[Brief] Could you write out all of the entries below, line for line and without changing anything?

[Dataset rows]
+--
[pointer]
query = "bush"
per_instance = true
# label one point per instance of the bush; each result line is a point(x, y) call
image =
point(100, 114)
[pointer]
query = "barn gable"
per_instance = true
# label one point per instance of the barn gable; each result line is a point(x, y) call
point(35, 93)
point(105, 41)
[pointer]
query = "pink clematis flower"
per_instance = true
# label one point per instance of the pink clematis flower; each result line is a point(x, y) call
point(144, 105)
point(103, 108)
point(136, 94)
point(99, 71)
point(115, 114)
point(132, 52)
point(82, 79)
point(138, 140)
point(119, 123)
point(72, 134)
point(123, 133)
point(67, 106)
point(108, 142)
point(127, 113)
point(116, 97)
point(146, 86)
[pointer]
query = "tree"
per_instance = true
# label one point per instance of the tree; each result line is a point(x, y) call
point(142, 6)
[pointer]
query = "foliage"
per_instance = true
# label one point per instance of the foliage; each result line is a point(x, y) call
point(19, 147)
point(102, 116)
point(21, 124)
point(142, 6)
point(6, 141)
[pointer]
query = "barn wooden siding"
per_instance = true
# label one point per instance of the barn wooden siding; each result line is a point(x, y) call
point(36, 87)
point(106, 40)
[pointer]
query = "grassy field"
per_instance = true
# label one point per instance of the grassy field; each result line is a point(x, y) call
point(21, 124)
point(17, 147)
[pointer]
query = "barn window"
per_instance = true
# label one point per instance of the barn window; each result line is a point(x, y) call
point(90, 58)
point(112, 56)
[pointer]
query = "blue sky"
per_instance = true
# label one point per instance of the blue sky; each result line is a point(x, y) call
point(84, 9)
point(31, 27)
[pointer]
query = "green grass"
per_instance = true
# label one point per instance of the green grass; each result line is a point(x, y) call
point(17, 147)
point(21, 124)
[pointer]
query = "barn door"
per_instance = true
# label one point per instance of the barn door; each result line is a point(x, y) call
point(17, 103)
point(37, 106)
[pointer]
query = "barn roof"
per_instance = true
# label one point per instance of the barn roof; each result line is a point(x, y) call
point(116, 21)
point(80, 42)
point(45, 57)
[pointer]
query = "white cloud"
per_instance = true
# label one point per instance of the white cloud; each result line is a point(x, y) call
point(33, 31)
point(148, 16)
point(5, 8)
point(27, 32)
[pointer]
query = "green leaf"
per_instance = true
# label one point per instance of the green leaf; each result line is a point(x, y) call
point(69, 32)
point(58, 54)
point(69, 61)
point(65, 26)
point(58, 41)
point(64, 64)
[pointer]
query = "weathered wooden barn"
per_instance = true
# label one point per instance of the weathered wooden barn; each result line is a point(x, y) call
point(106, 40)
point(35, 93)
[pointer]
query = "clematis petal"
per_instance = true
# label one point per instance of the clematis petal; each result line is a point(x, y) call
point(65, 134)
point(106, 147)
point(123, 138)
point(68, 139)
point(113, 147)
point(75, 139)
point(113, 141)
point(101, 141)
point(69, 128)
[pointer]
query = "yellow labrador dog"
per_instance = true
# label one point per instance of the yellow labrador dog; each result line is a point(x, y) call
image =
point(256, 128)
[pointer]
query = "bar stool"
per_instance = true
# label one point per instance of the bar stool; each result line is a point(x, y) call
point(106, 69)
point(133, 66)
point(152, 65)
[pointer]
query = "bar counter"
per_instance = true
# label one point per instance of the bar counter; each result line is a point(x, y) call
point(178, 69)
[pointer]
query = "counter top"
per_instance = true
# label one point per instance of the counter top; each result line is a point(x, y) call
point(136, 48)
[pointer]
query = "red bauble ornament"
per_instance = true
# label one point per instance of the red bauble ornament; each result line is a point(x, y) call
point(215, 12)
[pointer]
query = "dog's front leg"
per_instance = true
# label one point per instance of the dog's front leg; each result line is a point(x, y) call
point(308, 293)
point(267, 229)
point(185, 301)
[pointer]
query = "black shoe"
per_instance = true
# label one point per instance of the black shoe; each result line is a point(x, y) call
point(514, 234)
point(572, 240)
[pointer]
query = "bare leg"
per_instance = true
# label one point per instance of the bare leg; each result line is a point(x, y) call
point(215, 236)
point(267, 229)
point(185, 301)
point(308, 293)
+--
[Answer for the task]
[pointer]
query = "bush"
per_instance = true
# label one point per instance of the bush; each result line is a point(x, y) call
image =
point(100, 114)
[pointer]
query = "barn gable"
per_instance = true
# label one point per instance of the barn gable; each result line is a point(x, y) call
point(35, 93)
point(105, 41)
[pointer]
query = "pink clematis flower"
per_instance = true
# label one point per instance of the pink clematis flower; each result line is a point(x, y) call
point(144, 105)
point(103, 108)
point(136, 94)
point(99, 71)
point(115, 114)
point(132, 52)
point(82, 79)
point(138, 140)
point(119, 123)
point(72, 134)
point(123, 133)
point(67, 106)
point(108, 142)
point(127, 113)
point(116, 97)
point(146, 86)
[pointer]
query = "tree"
per_instance = true
# label one point per instance of the tree; each result line is a point(x, y) call
point(142, 6)
[pointer]
query = "foliage"
per_instance = true
# label one point per instance of the foliage; each result line is a point(x, y) call
point(19, 147)
point(102, 116)
point(21, 124)
point(142, 6)
point(6, 141)
[pointer]
query = "barn wooden siding"
per_instance = true
# label one point per instance of the barn wooden siding; each result line is a point(x, y) call
point(36, 87)
point(106, 40)
[pointer]
query = "grassy field"
per_instance = true
# label one point per instance of the grassy field; each result line is a point(x, y) call
point(21, 124)
point(17, 147)
[pointer]
query = "barn window"
per_instance = true
# label one point per instance of the barn window; each result line is a point(x, y) call
point(90, 58)
point(112, 56)
[pointer]
query = "blue sky"
per_instance = true
# label one point per instance of the blue sky; each result line is a point(x, y) call
point(84, 9)
point(31, 27)
[pointer]
query = "green grass"
per_instance = true
# label one point per instance of the green grass; each result line is a point(x, y) call
point(17, 147)
point(21, 124)
[pointer]
query = "barn door"
per_instance = true
# label one point per instance of the barn door; each result line is a point(x, y) call
point(17, 103)
point(37, 106)
[pointer]
query = "barn roof"
per_instance = true
# label one point per instance of the barn roof; each result line is a point(x, y) call
point(116, 21)
point(80, 42)
point(45, 57)
[pointer]
query = "white cloud"
per_instance = true
# label one point per instance of the white cloud; each result line is a point(x, y) call
point(33, 31)
point(148, 16)
point(5, 8)
point(27, 32)
[pointer]
query = "green leaf"
per_instance = true
# label one point per instance of the green leaf; each result line is a point(x, y) call
point(69, 32)
point(58, 54)
point(69, 61)
point(65, 26)
point(58, 41)
point(64, 64)
[pointer]
query = "weathered wooden barn"
per_instance = true
# label one point per instance of the weathered wooden barn; each result line is a point(x, y) call
point(106, 40)
point(35, 93)
[pointer]
query = "clematis petal"
per_instance = true
# label one point per instance of the clematis petal; each result line is a point(x, y) call
point(65, 134)
point(106, 147)
point(123, 138)
point(68, 139)
point(113, 147)
point(75, 139)
point(113, 141)
point(101, 141)
point(69, 128)
[pointer]
query = "yellow labrador dog"
per_instance = true
# label one point per instance of the yellow labrador dog; each result line is a point(x, y) call
image =
point(256, 128)
[pointer]
query = "bar stool"
per_instance = true
# label one point per instance of the bar stool; each result line is a point(x, y) call
point(106, 69)
point(133, 66)
point(152, 65)
[pointer]
query = "bar counter"
per_instance = true
# label one point per instance of the bar counter; each result line is a point(x, y) call
point(178, 69)
[pointer]
query = "counter top"
per_instance = true
# label one point per instance of the counter top; each result line is a point(x, y) call
point(136, 48)
[pointer]
query = "red bauble ornament"
per_instance = true
# label one point per instance of the red bauble ornament; each result line is a point(x, y) call
point(215, 12)
[pointer]
query = "dog's front leg"
per_instance = true
# label one point per instance of the dog's front leg; each result line is a point(x, y) call
point(308, 293)
point(267, 229)
point(185, 301)
[pointer]
query = "black shoe"
per_instance = true
# label one point per instance of the black shoe; each result line is a point(x, y) call
point(514, 234)
point(572, 240)
[pointer]
query = "bare leg"
per_instance = true
# label one point per instance of the bare leg; each result line is a point(x, y) call
point(215, 236)
point(267, 229)
point(185, 301)
point(308, 293)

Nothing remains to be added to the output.